→ DOCUMENT PASSAGE
Does anyone have models for a PP OPT ?
Or is it possible to make one with the transformer models available in B2 spice?
Max
> I've drawn the circuit of my PP KT88 amplifier in B2 Spice,
> it's almost done except for the output transformer (Lundahl LL1623).
> Does anyone have models for a PP OPT ?
I do not know if it something that you can use but on
http://www.duncanamps.com/spicemodels.html
is some transformer models.
--
Best Regards
Max
The Fox from Denmark
Robert McLean
possible combinations Single Ended vs Push Pull , and with UltraLinear
screen grid taps, or without. I had tried various modelling approaches :
multiple mutal inductors, dependant current sources and so on, all of which
seemed as if they theoretically should work, but when actually run in Spice
gave weird results, or would only work for a single ended transformer.

→ STATED PROBLEM 1
Reproduce the lines of the listing starting with the line containing "Could you please indicate the palm" and going on through the end of the listing, without the pictures.
The forum thread and the listing are unrelated materials.

Excerpts from location labeling data:

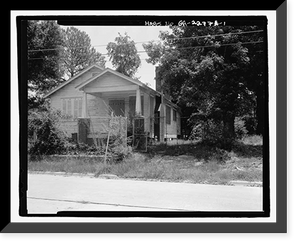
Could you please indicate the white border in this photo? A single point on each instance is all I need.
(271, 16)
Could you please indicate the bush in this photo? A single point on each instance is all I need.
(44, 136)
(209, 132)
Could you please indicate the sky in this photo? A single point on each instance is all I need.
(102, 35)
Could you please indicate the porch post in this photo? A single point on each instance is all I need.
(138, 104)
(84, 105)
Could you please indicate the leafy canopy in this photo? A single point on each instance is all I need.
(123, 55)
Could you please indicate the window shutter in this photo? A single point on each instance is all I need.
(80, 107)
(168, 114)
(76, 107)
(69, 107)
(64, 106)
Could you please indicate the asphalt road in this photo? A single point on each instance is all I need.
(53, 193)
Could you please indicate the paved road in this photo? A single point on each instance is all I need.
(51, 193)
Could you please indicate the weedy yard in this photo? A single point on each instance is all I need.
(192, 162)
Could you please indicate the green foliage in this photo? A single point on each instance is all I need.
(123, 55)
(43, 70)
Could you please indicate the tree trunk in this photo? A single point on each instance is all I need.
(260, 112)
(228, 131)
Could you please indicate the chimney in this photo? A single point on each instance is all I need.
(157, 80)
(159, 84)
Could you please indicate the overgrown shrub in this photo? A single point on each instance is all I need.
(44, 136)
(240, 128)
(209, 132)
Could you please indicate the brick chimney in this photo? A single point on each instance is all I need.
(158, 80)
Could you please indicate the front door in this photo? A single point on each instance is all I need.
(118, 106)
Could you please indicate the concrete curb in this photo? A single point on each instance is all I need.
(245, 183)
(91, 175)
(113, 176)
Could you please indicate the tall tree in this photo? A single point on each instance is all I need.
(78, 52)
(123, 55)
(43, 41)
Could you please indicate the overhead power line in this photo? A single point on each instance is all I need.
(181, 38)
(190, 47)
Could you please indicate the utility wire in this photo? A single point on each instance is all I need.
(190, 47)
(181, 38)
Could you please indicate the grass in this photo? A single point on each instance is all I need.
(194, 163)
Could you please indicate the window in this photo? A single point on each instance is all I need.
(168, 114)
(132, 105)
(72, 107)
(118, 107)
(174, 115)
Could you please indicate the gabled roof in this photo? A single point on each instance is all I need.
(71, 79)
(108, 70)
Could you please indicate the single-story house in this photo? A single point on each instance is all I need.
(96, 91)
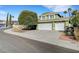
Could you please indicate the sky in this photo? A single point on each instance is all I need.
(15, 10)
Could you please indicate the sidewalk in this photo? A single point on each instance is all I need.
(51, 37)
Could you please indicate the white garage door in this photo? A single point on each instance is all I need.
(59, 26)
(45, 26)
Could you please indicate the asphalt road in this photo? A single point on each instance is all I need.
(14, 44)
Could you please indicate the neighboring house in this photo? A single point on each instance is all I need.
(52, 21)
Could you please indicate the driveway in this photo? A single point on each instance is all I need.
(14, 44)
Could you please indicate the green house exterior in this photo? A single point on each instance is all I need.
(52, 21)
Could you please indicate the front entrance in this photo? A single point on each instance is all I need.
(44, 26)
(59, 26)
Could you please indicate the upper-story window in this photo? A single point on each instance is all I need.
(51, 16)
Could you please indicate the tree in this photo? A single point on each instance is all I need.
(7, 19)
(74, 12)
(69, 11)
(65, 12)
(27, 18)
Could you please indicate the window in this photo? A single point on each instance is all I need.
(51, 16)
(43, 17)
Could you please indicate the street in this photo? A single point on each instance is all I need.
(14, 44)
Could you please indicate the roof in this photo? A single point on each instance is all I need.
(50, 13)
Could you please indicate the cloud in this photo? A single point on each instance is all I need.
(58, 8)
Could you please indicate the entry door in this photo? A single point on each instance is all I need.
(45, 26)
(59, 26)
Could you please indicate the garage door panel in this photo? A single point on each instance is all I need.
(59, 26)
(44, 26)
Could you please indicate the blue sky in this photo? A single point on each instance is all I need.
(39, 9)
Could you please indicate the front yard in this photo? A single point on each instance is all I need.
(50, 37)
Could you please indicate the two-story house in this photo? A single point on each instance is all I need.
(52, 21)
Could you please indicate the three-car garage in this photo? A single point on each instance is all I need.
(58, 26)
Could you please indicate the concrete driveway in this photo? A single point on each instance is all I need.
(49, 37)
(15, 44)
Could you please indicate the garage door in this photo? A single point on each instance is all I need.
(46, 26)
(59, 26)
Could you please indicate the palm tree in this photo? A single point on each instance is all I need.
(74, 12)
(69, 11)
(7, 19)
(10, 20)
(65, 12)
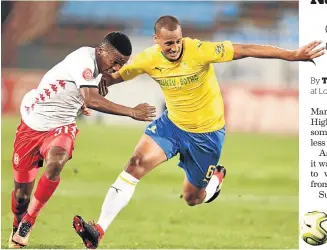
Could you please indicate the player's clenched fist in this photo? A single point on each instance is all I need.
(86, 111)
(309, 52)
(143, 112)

→ STATED PROBLEM 2
Summarize the forum thread in two sentences.

→ CORRECT RESPONSE 1
Could you please indicate the palm tree in this photo? A single point on each instance is all I need.
(74, 12)
(69, 11)
(7, 19)
(10, 20)
(65, 12)
Could you please indicate the player's clenched fist in this photo? A single point on each instance is all I need.
(86, 111)
(309, 52)
(143, 112)

→ CORRECT RESPONSE 2
Someone who has drawn a push-pull KT88 amplifier in B2 Spice, lacking only the Lundahl LL1623 output transformer, asks for push-pull output transformer models or whether one could be built from B2 Spice's transformer models, and a reply points to a web page with some transformer models. Another post says that various modeling approaches, such as multiple mutual inductors and dependent current sources, seemed as if they should work in theory but in Spice gave weird results or worked only for a single-ended transformer.